§ STORED DATA

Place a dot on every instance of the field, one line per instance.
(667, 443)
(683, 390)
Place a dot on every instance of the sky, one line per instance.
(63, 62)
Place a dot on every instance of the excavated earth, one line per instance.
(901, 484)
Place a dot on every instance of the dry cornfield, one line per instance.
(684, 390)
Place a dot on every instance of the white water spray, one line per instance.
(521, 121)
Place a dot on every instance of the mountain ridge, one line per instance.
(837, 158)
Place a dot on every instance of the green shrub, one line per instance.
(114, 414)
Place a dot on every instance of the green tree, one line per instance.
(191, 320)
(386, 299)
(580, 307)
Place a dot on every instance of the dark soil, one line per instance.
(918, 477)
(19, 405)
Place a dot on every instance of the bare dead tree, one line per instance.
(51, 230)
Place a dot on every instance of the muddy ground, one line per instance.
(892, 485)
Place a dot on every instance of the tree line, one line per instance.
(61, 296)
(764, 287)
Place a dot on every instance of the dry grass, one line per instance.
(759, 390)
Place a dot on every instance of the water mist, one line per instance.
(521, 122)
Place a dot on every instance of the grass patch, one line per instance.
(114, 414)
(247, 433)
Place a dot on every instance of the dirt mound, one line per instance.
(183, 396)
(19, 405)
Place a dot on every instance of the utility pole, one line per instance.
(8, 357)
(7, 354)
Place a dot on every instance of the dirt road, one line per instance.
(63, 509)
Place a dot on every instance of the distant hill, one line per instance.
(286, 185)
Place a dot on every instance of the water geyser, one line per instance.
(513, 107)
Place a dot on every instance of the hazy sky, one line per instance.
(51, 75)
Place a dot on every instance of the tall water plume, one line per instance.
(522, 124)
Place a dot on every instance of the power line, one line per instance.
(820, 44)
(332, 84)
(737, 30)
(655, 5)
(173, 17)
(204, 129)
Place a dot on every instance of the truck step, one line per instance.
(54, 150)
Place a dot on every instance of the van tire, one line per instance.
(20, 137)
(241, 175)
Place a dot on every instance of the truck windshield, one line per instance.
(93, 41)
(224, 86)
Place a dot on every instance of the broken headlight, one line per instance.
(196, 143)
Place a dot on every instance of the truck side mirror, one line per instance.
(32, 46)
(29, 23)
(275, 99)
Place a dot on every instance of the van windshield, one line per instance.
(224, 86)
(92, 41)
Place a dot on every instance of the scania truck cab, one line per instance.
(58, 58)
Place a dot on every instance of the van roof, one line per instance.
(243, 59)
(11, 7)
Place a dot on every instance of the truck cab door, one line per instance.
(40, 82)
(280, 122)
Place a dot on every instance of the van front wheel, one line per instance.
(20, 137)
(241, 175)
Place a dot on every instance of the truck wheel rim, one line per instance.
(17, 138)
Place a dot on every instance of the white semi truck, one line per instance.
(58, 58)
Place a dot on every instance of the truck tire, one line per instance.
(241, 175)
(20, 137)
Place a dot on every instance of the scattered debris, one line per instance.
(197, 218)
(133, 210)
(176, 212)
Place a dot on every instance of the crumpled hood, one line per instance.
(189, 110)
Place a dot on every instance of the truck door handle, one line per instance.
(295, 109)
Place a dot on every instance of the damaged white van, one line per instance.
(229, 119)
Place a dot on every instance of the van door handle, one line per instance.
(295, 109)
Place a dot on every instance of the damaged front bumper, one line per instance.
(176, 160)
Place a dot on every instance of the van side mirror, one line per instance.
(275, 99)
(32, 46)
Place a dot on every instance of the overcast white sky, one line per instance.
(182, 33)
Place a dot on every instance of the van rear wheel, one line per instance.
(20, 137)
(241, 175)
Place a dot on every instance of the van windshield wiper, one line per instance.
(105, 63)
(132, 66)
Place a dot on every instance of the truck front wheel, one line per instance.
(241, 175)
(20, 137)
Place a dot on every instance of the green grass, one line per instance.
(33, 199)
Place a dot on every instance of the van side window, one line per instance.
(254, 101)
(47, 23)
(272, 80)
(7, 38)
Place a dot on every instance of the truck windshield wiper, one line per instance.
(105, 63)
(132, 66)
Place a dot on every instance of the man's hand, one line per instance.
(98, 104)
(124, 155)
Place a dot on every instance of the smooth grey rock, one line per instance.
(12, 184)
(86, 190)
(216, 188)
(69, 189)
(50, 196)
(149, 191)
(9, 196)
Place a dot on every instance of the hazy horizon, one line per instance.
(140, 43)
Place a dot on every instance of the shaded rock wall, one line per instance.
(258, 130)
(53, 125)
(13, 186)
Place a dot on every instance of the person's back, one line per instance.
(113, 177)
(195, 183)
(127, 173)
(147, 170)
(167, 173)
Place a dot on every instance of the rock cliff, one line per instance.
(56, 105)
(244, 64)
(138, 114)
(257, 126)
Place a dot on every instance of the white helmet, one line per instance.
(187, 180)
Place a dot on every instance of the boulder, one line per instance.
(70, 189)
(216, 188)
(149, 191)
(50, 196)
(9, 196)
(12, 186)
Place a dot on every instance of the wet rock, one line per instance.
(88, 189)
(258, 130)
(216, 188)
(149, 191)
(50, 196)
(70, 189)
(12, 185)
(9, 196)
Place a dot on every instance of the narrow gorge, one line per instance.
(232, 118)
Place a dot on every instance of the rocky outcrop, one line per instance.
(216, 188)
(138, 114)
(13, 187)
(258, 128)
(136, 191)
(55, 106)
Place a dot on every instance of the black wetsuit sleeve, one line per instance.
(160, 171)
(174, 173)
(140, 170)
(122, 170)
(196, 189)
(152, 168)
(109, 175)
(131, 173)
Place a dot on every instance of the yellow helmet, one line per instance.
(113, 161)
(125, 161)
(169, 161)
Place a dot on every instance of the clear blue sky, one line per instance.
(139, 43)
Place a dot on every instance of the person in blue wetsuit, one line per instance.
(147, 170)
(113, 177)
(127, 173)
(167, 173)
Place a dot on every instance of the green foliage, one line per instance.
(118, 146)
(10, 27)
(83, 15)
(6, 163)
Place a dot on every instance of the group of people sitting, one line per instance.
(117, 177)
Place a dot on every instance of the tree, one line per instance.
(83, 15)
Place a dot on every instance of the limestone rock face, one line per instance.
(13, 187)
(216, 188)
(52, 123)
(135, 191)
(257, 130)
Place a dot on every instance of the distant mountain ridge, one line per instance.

§ PROBLEM DETAILS
Please lay out all of the entries above as a Markdown table with two columns, Row and Entry line, putting one line per row and leaving out any blank lines.

§ SOLUTION FOR THIS TASK
| Row | Entry line |
|---|---|
| 1 | Place a dot on every instance of the field, one line per instance. |
| 2 | (667, 443) |
| 3 | (683, 390) |
| 4 | Place a dot on every instance of the sky, one line per instance. |
| 5 | (63, 62) |
| 6 | Place a dot on every instance of the excavated earth, one line per instance. |
| 7 | (901, 484) |
| 8 | Place a dot on every instance of the dry cornfield, one line per instance. |
| 9 | (684, 390) |
| 10 | Place a dot on every instance of the white water spray, one line per instance. |
| 11 | (521, 121) |
| 12 | Place a dot on every instance of the mountain ridge, one line per instance. |
| 13 | (837, 158) |
| 14 | Place a dot on every instance of the green shrub, one line per instance. |
| 15 | (114, 414) |
| 16 | Place a dot on every instance of the green tree, one line per instance. |
| 17 | (191, 320) |
| 18 | (386, 299) |
| 19 | (580, 307) |
| 20 | Place a dot on every instance of the dark soil, one line per instance. |
| 21 | (918, 477) |
| 22 | (19, 405) |
| 23 | Place a dot on every instance of the bare dead tree, one line per instance. |
| 24 | (51, 230) |
| 25 | Place a dot on every instance of the muddy ground, one line per instance. |
| 26 | (892, 485) |
| 27 | Place a dot on every instance of the tree line, one line per instance. |
| 28 | (61, 296) |
| 29 | (764, 287) |
| 30 | Place a dot on every instance of the dry grass, one line per instance. |
| 31 | (759, 390) |
| 32 | Place a dot on every instance of the water mist, one line per instance. |
| 33 | (521, 122) |
| 34 | Place a dot on every instance of the grass patch, one line per instance. |
| 35 | (114, 414) |
| 36 | (247, 433) |
| 37 | Place a dot on every instance of the dirt mound, one line per instance. |
| 38 | (183, 396) |
| 39 | (19, 405) |
| 40 | Place a dot on every instance of the utility pole, one line per instance. |
| 41 | (8, 357) |
| 42 | (7, 354) |
| 43 | Place a dot on every instance of the dirt road, one line per instance. |
| 44 | (63, 509) |
| 45 | Place a dot on every instance of the distant hill, one line per instance. |
| 46 | (286, 185) |
| 47 | Place a dot on every instance of the water geyser, one line per instance. |
| 48 | (513, 107) |
| 49 | Place a dot on every instance of the hazy sky, one line per instance. |
| 50 | (51, 75) |
| 51 | Place a dot on every instance of the tall water plume, one line per instance. |
| 52 | (522, 124) |
| 53 | Place a dot on every instance of the power line, one line per instance. |
| 54 | (820, 44) |
| 55 | (332, 84) |
| 56 | (737, 30) |
| 57 | (655, 5) |
| 58 | (173, 17) |
| 59 | (204, 129) |
| 60 | Place a dot on every instance of the truck step, one line per instance. |
| 61 | (54, 150) |
| 62 | Place a dot on every instance of the van tire, one line per instance. |
| 63 | (20, 137) |
| 64 | (241, 175) |
| 65 | Place a dot on every instance of the truck windshield, one line per instance. |
| 66 | (93, 41) |
| 67 | (224, 86) |
| 68 | Place a dot on every instance of the broken headlight, one line per instance. |
| 69 | (196, 143) |
| 70 | Place a dot on every instance of the truck side mirror, one line per instance. |
| 71 | (32, 46) |
| 72 | (29, 23) |
| 73 | (275, 99) |
| 74 | Place a dot on every instance of the van windshield, one line per instance. |
| 75 | (224, 86) |
| 76 | (92, 41) |
| 77 | Place a dot on every instance of the scania truck cab, one line per instance. |
| 78 | (58, 58) |
| 79 | Place a dot on every instance of the van roof, one line per instance. |
| 80 | (243, 59) |
| 81 | (11, 7) |
| 82 | Place a dot on every instance of the truck cab door, one line per instance. |
| 83 | (40, 82) |
| 84 | (280, 122) |
| 85 | Place a dot on every instance of the van front wheel, one line per instance. |
| 86 | (20, 137) |
| 87 | (241, 175) |
| 88 | Place a dot on every instance of the truck wheel rim, one line per instance. |
| 89 | (17, 138) |
| 90 | Place a dot on every instance of the white semi truck, one line per instance. |
| 91 | (58, 58) |
| 92 | Place a dot on every instance of the truck tire, one line per instance. |
| 93 | (241, 175) |
| 94 | (20, 137) |
| 95 | Place a dot on every instance of the scattered debris, one line per instance. |
| 96 | (197, 218) |
| 97 | (133, 210) |
| 98 | (176, 212) |
| 99 | Place a dot on every instance of the crumpled hood, one line per instance. |
| 100 | (189, 110) |
| 101 | Place a dot on every instance of the truck door handle, one line per instance. |
| 102 | (295, 109) |
| 103 | Place a dot on every instance of the damaged white van, one line per instance. |
| 104 | (229, 119) |
| 105 | Place a dot on every instance of the van door handle, one line per instance. |
| 106 | (295, 109) |
| 107 | Place a dot on every instance of the damaged front bumper, one line per instance. |
| 108 | (176, 160) |
| 109 | Place a dot on every instance of the van side mirror, one line per instance. |
| 110 | (275, 99) |
| 111 | (32, 46) |
| 112 | Place a dot on every instance of the overcast white sky, one line per instance. |
| 113 | (182, 33) |
| 114 | Place a dot on every instance of the van rear wheel, one line per instance. |
| 115 | (20, 137) |
| 116 | (241, 175) |
| 117 | Place a dot on every instance of the van windshield wiper, one line per instance. |
| 118 | (105, 63) |
| 119 | (132, 66) |
| 120 | Place a dot on every instance of the truck front wheel, one line per instance. |
| 121 | (241, 175) |
| 122 | (20, 137) |
| 123 | Place a dot on every instance of the green grass, one line per instance. |
| 124 | (33, 199) |
| 125 | Place a dot on every instance of the van side window, one line per instance. |
| 126 | (254, 101) |
| 127 | (47, 23) |
| 128 | (272, 80) |
| 129 | (7, 38) |
| 130 | Place a dot on every instance of the truck windshield wiper, one line per instance. |
| 131 | (105, 63) |
| 132 | (132, 66) |
| 133 | Place a dot on every instance of the man's hand, one line per instance. |
| 134 | (98, 104) |
| 135 | (124, 155) |
| 136 | Place a dot on every instance of the smooth grey rock, one line per instance. |
| 137 | (12, 184) |
| 138 | (86, 190) |
| 139 | (216, 188) |
| 140 | (69, 189) |
| 141 | (50, 196) |
| 142 | (149, 191) |
| 143 | (9, 196) |
| 144 | Place a dot on every instance of the hazy horizon, one line per instance. |
| 145 | (140, 43) |
| 146 | Place a dot on every instance of the shaded rock wall, one line per instance. |
| 147 | (258, 130) |
| 148 | (53, 125) |
| 149 | (13, 186) |
| 150 | Place a dot on every instance of the person's back, one line per instance. |
| 151 | (113, 177) |
| 152 | (195, 183) |
| 153 | (127, 173) |
| 154 | (147, 170) |
| 155 | (167, 173) |
| 156 | Place a dot on every instance of the rock cliff, one line per instance. |
| 157 | (56, 105) |
| 158 | (244, 64) |
| 159 | (138, 114) |
| 160 | (257, 126) |
| 161 | Place a dot on every instance of the white helmet, one line per instance. |
| 162 | (187, 180) |
| 163 | Place a dot on every instance of the boulder, one line per instance. |
| 164 | (70, 189) |
| 165 | (216, 188) |
| 166 | (149, 191) |
| 167 | (50, 196) |
| 168 | (9, 196) |
| 169 | (12, 186) |
| 170 | Place a dot on every instance of the wet rock, one line per instance. |
| 171 | (88, 189) |
| 172 | (258, 130) |
| 173 | (216, 188) |
| 174 | (149, 191) |
| 175 | (50, 196) |
| 176 | (70, 189) |
| 177 | (12, 185) |
| 178 | (9, 196) |
| 179 | Place a dot on every instance of the narrow gorge, one line per instance. |
| 180 | (232, 118) |
| 181 | Place a dot on every instance of the rocky outcrop, one line per instance. |
| 182 | (216, 188) |
| 183 | (138, 114) |
| 184 | (13, 187) |
| 185 | (258, 128) |
| 186 | (136, 191) |
| 187 | (55, 106) |
| 188 | Place a dot on every instance of the black wetsuit sleeve, one line per instance. |
| 189 | (160, 171) |
| 190 | (174, 173) |
| 191 | (140, 170) |
| 192 | (122, 170) |
| 193 | (196, 189) |
| 194 | (152, 168) |
| 195 | (109, 175) |
| 196 | (131, 173) |
| 197 | Place a dot on every instance of the yellow helmet, one line per instance. |
| 198 | (113, 161) |
| 199 | (125, 161) |
| 200 | (169, 161) |
| 201 | Place a dot on every instance of the clear blue sky, one line per instance. |
| 202 | (139, 43) |
| 203 | Place a dot on every instance of the person in blue wetsuit, one line per instance. |
| 204 | (147, 170) |
| 205 | (113, 177) |
| 206 | (127, 173) |
| 207 | (167, 173) |
| 208 | Place a dot on every instance of the green foliage, one line per instance. |
| 209 | (118, 146) |
| 210 | (10, 27) |
| 211 | (83, 15) |
| 212 | (6, 163) |
| 213 | Place a dot on every instance of the group of people sitting, one line per instance. |
| 214 | (117, 177) |
| 215 | Place a dot on every instance of the tree, one line per instance. |
| 216 | (83, 15) |
| 217 | Place a dot on every instance of the limestone rock face, one line per instance. |
| 218 | (13, 187) |
| 219 | (216, 188) |
| 220 | (52, 123) |
| 221 | (135, 191) |
| 222 | (257, 130) |
| 223 | Place a dot on every instance of the distant mountain ridge, one line per instance. |